Selected extract:
** begin **

Carla Power writes: When I told a Muslim friend of mine that I was to be studying the Koran with a sheikh [Sheikh Mohammad Akram Nadwi], she had one request. “Ask him,”she said, “why Muslim men treat women so badly.”
When I did, he said it was because men weren’t reading the Koran properly.
All too often, people read the Koran selectively, the Sheikh explained, taking phrases out of context.
“People just use it for whatever point they want to make,” he shrugged. “They come to it with their own ideas and look for verses that confirm what they want to hear.”
In 1998, I went to Afghanistan to report on life for women under the Taliban. During their five-year reign in Kabul, the Taliban’s major policy initiative was to ban anything that they deemed to be un-Islamic, including kites, nail polish, and the public display of women’s faces.
The most devastating of the Taliban edicts, however, was the ban on women’s education.
At one point during my trip I asked the father of a ten-year-old girl whether she ever went out. His answer: “For what?”

** end **

Data rows:
** begin **

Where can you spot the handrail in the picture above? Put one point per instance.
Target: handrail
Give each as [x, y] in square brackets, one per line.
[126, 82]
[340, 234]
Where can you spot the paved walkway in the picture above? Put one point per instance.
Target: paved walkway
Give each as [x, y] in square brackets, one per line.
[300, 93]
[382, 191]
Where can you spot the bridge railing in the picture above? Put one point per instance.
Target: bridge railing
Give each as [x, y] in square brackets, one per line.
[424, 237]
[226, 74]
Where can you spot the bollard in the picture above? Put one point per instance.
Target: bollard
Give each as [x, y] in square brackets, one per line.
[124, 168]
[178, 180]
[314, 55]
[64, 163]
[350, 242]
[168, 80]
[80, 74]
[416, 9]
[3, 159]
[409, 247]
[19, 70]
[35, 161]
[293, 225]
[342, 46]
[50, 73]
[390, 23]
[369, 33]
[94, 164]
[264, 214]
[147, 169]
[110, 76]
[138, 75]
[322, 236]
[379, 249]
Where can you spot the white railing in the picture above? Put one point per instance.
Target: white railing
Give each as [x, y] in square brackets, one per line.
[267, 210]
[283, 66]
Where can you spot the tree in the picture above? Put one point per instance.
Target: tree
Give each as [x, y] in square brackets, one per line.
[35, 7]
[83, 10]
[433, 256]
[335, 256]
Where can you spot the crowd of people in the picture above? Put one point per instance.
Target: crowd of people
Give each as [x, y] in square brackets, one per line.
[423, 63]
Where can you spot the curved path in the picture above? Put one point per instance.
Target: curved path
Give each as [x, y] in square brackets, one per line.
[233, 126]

** end **
** begin **

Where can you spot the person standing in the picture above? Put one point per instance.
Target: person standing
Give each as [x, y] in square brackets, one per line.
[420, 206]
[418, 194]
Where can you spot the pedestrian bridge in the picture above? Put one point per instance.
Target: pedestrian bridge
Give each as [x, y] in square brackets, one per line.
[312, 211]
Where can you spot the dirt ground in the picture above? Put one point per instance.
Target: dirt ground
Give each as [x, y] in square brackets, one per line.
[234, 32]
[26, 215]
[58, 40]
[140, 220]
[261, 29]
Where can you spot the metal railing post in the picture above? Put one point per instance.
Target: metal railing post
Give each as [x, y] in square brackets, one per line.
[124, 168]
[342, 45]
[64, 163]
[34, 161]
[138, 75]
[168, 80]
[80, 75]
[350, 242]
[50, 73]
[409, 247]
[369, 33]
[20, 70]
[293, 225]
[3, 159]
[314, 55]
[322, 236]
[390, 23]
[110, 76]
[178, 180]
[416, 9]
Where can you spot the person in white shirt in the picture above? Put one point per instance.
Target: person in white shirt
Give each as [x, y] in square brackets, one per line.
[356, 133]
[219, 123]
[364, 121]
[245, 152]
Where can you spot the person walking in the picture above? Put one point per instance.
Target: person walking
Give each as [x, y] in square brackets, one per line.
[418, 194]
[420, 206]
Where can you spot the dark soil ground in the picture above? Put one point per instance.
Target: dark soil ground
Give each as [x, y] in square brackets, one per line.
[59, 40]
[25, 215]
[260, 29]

** end **

Stated task:
Summarize the passage about studying the Koran with a sheikh in two sentences. The records can be set aside here.

Result of the task:
When Carla Power's Muslim friend asked her to find out from Sheikh Mohammad Akram Nadwi why Muslim men treat women so badly, the Sheikh answered that men weren't reading the Koran properly, often taking phrases out of context to confirm ideas they already held. Power also recalls reporting from Afghanistan in 1998, when the Taliban banned whatever they deemed un-Islamic, including kites, nail polish and women's faces in public, and the most devastating of these edicts was the ban on women's education.